> **Directive**
Reproduce every one of the rows below word for word, leaving the pictures out of your reply.

> **Dataset entries**
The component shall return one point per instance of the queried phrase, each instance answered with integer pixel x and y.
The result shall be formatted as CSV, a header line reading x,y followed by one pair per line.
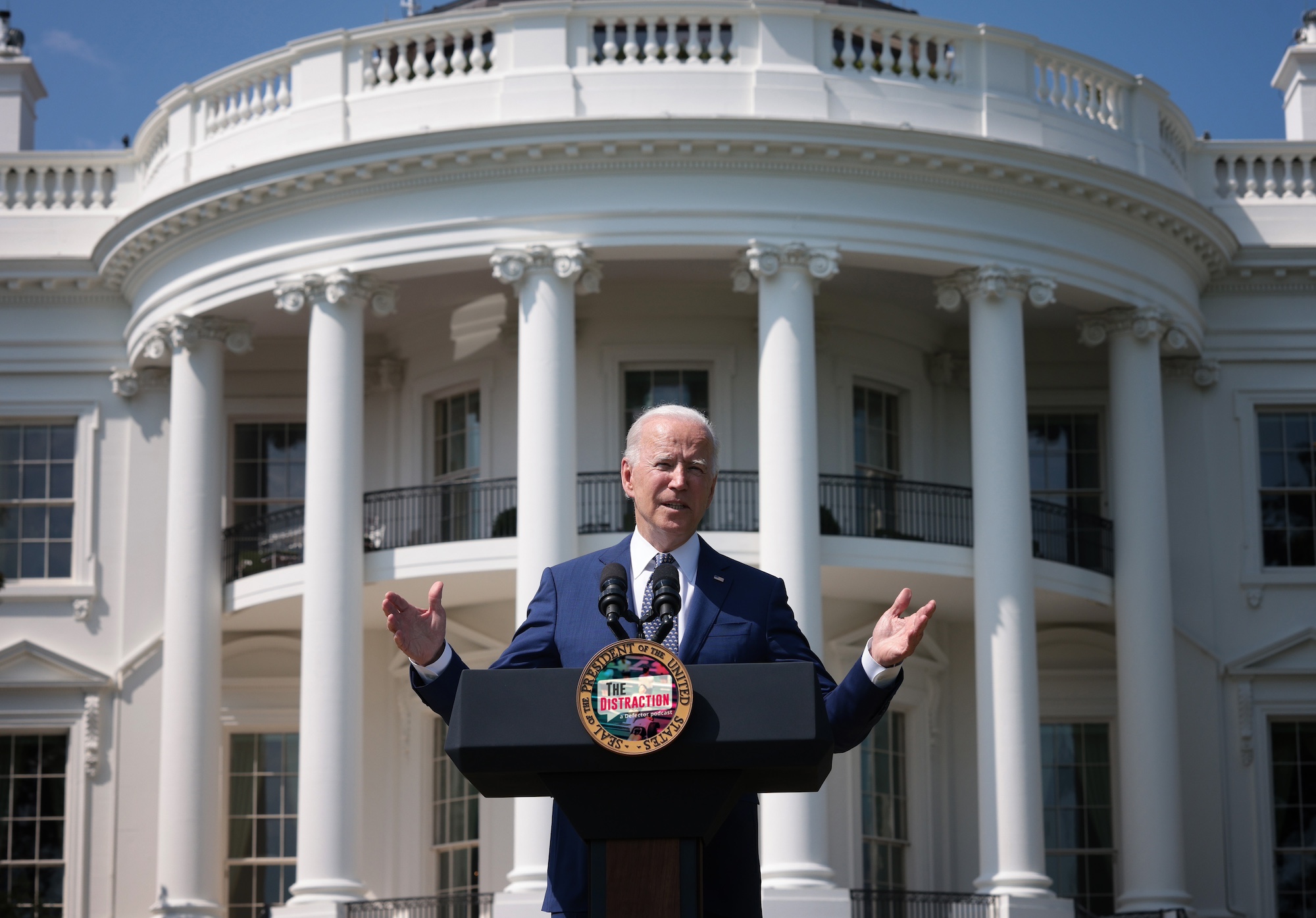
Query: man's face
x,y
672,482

> **Full output**
The component shall return one point per instance of the queried phrase, each instance answered with integer pixel x and y.
The result shall be formatted as CSV, a header line reading x,y followed by one pair per line.
Query: man's face
x,y
672,482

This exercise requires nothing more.